**ENTRIES SHOWN**
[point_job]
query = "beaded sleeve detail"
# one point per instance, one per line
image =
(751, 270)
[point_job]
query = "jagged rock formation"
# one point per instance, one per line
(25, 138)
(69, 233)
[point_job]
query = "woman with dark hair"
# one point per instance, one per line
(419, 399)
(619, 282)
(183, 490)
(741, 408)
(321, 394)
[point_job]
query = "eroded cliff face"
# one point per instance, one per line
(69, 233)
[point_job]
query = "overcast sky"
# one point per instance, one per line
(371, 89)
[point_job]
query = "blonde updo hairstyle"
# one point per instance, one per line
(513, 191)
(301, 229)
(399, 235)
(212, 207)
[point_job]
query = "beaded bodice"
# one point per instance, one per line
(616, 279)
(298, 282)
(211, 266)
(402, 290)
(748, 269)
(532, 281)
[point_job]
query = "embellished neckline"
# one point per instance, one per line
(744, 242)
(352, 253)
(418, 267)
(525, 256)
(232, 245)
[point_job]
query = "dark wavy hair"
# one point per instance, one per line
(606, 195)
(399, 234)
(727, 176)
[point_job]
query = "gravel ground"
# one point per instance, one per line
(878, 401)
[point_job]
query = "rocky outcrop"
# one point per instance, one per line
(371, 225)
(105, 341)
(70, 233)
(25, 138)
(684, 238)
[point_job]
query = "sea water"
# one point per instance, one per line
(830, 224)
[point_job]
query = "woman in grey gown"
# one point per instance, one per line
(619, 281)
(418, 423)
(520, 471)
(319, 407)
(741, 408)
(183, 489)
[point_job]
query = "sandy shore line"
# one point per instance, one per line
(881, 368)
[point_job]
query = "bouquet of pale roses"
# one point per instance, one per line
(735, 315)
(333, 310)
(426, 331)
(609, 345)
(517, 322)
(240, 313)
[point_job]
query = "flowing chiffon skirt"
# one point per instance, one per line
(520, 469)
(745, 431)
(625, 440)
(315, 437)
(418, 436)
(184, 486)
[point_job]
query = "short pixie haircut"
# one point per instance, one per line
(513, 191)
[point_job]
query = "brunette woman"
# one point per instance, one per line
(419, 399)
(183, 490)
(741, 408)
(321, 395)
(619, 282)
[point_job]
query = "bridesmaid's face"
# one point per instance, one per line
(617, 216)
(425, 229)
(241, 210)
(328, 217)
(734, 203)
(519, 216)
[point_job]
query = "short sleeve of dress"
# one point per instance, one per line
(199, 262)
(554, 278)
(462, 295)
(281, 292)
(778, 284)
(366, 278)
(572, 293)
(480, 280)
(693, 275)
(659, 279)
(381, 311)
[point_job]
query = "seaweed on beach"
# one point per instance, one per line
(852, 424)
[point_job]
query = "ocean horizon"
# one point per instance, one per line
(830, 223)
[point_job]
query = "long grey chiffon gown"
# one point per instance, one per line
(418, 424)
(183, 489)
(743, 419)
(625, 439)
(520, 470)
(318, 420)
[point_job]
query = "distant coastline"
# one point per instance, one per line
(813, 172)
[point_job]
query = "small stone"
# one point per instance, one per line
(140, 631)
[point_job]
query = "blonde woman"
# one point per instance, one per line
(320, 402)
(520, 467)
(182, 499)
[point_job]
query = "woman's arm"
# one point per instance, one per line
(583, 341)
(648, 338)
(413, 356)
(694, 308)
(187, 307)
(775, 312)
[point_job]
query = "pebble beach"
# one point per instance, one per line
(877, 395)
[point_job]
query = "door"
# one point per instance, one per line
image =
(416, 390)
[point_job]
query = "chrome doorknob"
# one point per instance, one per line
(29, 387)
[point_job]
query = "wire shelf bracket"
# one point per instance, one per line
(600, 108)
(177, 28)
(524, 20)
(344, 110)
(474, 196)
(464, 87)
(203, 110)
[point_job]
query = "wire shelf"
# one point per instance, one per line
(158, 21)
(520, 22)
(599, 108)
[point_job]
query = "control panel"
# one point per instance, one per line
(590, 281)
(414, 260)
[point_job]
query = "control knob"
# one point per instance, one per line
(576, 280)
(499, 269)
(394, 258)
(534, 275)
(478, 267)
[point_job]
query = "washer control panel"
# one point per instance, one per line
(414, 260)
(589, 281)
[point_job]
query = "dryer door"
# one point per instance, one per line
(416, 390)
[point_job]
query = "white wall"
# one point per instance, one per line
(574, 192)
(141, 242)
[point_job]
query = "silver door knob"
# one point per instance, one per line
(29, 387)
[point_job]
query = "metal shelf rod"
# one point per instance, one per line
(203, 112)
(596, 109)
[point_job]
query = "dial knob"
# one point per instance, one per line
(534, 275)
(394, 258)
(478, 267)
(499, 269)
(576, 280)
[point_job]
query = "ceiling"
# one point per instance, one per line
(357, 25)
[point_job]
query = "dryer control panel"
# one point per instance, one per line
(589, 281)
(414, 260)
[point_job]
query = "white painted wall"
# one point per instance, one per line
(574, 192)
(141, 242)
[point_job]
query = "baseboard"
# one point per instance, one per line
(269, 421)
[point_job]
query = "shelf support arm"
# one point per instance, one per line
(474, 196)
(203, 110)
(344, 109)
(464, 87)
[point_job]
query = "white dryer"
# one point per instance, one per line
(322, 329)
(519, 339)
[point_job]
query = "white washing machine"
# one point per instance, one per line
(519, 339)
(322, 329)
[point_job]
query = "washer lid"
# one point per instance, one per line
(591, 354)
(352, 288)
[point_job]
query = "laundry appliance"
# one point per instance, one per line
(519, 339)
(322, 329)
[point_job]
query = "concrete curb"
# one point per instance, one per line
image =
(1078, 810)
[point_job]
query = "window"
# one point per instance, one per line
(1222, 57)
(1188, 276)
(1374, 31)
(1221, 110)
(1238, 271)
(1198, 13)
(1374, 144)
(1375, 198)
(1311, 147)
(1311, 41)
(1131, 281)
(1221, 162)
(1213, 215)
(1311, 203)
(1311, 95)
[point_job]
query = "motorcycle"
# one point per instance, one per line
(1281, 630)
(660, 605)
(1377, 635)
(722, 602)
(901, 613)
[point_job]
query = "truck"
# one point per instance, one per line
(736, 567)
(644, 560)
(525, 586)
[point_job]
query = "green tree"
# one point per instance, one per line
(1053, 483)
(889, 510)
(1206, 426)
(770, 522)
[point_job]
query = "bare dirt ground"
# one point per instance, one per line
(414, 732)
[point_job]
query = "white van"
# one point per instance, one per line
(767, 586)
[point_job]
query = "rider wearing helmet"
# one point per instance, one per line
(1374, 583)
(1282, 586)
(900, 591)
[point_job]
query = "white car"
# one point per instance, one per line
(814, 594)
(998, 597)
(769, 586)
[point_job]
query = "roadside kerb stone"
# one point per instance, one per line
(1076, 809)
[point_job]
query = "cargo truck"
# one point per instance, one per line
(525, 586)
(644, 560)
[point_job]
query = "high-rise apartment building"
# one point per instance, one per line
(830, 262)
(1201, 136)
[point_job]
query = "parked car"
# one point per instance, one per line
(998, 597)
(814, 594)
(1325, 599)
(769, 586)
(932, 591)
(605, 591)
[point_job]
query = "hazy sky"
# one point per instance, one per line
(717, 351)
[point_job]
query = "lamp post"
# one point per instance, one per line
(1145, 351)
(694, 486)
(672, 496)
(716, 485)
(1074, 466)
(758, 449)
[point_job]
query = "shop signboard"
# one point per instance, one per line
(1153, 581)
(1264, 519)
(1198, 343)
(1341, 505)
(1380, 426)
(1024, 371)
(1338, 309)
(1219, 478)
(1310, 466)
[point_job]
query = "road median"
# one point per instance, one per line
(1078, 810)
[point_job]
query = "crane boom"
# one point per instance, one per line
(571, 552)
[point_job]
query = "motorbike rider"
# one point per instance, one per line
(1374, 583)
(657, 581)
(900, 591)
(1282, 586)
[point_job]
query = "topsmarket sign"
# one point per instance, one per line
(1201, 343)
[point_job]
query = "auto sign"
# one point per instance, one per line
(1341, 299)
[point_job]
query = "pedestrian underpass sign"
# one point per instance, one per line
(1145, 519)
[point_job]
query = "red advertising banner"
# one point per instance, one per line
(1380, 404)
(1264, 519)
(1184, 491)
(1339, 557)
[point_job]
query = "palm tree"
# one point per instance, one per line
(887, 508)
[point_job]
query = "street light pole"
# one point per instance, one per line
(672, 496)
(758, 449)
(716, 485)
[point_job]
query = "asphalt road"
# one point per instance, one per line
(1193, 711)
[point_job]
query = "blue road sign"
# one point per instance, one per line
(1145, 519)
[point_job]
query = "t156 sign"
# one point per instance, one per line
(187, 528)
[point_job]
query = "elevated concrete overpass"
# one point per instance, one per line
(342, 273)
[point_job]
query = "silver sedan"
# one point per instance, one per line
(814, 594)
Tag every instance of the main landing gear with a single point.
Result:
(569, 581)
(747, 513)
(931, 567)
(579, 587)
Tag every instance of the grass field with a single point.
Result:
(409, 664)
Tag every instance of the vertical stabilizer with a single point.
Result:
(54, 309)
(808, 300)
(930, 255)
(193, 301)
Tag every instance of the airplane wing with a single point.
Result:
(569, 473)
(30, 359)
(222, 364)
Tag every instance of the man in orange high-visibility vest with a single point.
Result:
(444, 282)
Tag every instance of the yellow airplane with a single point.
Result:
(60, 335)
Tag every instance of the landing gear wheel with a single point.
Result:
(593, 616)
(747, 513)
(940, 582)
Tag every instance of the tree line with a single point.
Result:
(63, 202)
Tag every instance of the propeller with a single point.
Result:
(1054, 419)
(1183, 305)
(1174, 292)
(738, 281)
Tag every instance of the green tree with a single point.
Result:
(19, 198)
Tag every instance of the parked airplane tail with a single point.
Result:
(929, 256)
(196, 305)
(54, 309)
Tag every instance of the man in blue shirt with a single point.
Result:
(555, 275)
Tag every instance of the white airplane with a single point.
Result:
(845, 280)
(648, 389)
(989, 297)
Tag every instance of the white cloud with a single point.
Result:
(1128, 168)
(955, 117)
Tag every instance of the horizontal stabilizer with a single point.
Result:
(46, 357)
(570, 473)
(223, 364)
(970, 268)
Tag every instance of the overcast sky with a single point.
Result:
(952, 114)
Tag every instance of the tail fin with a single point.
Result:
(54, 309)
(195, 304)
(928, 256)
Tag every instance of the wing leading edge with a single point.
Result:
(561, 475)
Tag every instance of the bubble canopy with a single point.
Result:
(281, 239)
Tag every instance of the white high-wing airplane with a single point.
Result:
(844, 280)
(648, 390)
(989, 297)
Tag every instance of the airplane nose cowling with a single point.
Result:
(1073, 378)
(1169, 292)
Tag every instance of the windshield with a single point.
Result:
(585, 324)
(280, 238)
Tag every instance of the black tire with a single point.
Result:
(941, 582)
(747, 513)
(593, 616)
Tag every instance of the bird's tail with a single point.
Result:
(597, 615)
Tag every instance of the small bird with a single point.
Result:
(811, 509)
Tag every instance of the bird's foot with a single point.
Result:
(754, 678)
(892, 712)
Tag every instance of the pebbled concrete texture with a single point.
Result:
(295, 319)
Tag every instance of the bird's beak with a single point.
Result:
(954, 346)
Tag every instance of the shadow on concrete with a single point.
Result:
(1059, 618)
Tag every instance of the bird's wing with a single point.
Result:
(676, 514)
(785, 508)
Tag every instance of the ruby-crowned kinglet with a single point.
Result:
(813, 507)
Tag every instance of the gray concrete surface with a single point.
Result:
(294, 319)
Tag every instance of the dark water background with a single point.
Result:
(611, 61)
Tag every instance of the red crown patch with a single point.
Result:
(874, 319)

**THE PROBLEM**
Return exactly the lines of the data, and only those, from the line with "Tag every instance of the bird's tail" through the last line, inclusive.

**SOLUTION FOR THIS TASK**
Tag every instance of the bird's tail with a single point.
Result:
(597, 615)
Tag every instance of the small bird with a single point.
Result:
(811, 509)
Tag every instance of the bird's foot with a single point.
Result:
(754, 678)
(892, 712)
Tag every instance of the pebbled concrete texture with a single point.
Result:
(295, 319)
Tag every instance of the bird's beak with a single point.
Result:
(954, 346)
Tag every instance of the shadow on concrete with a single point.
Result:
(1059, 618)
Tag every instance of the bird's wing with a single point.
Result:
(676, 514)
(785, 508)
Tag every instance of the ruby-crowned kinglet with a single point.
Result:
(813, 507)
Tag every instance of the gray concrete surface with a single point.
Result:
(294, 319)
Tag every instance of the dark water background with a single point.
Result:
(611, 61)
Tag every instance of the red crown patch with a single point.
Result:
(874, 319)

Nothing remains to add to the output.